# VBForums UtilityBank > UtilityBank - Utilities >  .NET 2010 - Multithreading + Trimming TCP/IP Chat + Server

## Teh_VB_Helper

Ello, All. Here's my new Chat Program. It includes a server and a client.
You can download the source, client, and server here.
The source from pastebin(server)here 
The source from pastebin(client) here
You NEED:
.NET 4.0
You MIGHT need:
64 bit OS
-
I also attached the .zip file.

Have fun!!!

P.S.The main server is 69.255.134.68:1989 
Please join it im lonely =P

----------


## TCarter

...Voting "yes" on your own program... Sad story bro.

----------


## camagames

can i use this program in my commercial works?

----------


## thunderroid

WoW Teh_VB_Helper
U made my day
I was searching for a error free chat program for a long time
and somehow i came across this forum
I thought this is another bull*hit program
and as it is a forum, normally it requires to register in order to download files
and i was going to leave, but suddenly out of curiosity i clicked on the attachment and it started download, i began testing ur program and OMG, it works
i played an hour with ur program, and i am happy

then and then i searched my history, find this page, register to this forum, just to say
Thank you
u r the man

-sorry for my bad English

----------


## WisconsinMan

I have to say for a vb.net newbie, this is the first client / server combo, that worked right out of the chute. Nice job! Are you still working on it?

→ **Provided records**
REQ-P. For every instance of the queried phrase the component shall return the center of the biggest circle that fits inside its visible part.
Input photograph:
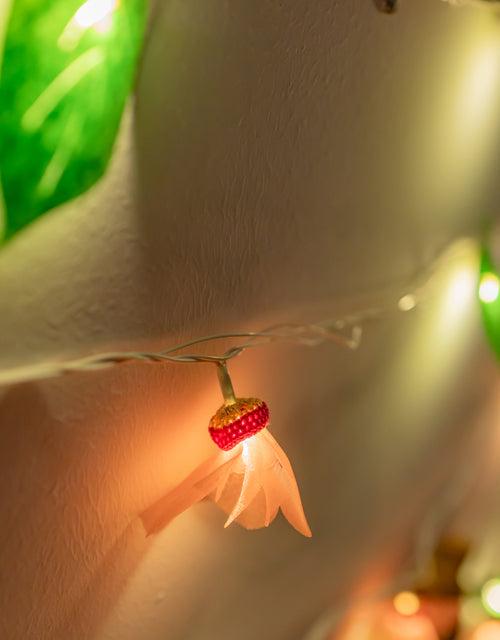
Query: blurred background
...
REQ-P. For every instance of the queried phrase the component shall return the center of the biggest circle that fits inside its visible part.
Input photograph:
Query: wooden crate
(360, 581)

→ **Requirement A**
According to the chat program thread above, which version of .NET must you have to run the program?
→ **Requirement B**
Reproduce the chat program thread above from "You can download" up to and including "the .zip file.".

→ **Exercise output A**
.NET 4.0

→ **Exercise output B**
You can download the source, client, and server here.
The source from pastebin(server)here 
The source from pastebin(client) here
You NEED:
.NET 4.0
You MIGHT need:
64 bit OS
-
I also attached the .zip file.